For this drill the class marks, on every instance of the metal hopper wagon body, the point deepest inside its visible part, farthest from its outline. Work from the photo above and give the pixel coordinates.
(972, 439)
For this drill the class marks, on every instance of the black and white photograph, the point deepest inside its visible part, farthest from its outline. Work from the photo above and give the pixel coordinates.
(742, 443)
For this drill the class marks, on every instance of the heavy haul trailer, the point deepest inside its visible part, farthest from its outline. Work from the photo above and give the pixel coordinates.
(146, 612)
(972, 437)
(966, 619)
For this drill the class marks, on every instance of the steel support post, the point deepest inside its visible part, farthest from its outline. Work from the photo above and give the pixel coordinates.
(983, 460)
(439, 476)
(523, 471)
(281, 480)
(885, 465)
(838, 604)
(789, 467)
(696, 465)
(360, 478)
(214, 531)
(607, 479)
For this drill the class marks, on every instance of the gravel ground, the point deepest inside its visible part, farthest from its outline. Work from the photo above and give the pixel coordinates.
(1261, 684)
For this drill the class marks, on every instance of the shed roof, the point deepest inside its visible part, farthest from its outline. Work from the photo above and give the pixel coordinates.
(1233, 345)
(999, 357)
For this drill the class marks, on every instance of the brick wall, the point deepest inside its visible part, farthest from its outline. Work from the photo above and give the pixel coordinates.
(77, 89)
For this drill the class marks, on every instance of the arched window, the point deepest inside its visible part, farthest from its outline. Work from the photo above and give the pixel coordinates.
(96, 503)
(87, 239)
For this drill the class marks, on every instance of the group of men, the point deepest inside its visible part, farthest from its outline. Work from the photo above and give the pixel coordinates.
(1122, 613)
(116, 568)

Exercise objective: Would you print all of the records exactly as they were given?

Exercise solution:
For this drill the class marks, on every instance of the metal hopper wagon body, the point deepest inside its visible part, farthest from its outline. Work from the photo above and give the pixel coordinates.
(972, 439)
For this drill the class marks, on every instance of the black and white photograph, the point deepest inside its visible part, farthest from its outline. Work from the photo above and give the pixel coordinates.
(742, 443)
For this drill the class marks, on every instance of the heavy haul trailer, the point deepest inside its visible part, farthest from its outline. Work from the photo above and give the pixel coordinates.
(146, 612)
(972, 437)
(966, 619)
For this drill the class marks, on every instance of the steel support post, the point deepest inside its visible part, farthest from its outline. Work from the photo above and give the pixel coordinates.
(983, 460)
(439, 476)
(523, 471)
(281, 480)
(885, 465)
(838, 604)
(789, 467)
(696, 465)
(360, 478)
(214, 531)
(607, 479)
For this drill the class marks, on every instance of the gravel ground, the point deepest inside its visible part, farthest from its outline. Work from the photo above and give the pixel coordinates.
(1261, 684)
For this drill the class marks, on every instance of the shed roof, the point deepest inside its visible part, farthest from its outline. Work from the photo above and give the pixel coordinates.
(1233, 345)
(999, 357)
For this drill the class marks, on every instance of the brick wall, the point deepest inside its visible part, farthest from its outline. Work from the photo above and give the pixel coordinates.
(77, 89)
For this drill the class marks, on every instance of the arched window, the point deepest inside its visible part, farthest from its outline. Work from the photo above and give the pixel coordinates.
(96, 503)
(87, 239)
For this drill the class marks, on every instance of the group of men, the point deepest inside its visible part, farthest from its outline. Work from the photo above and give the pixel coordinates.
(1122, 613)
(116, 568)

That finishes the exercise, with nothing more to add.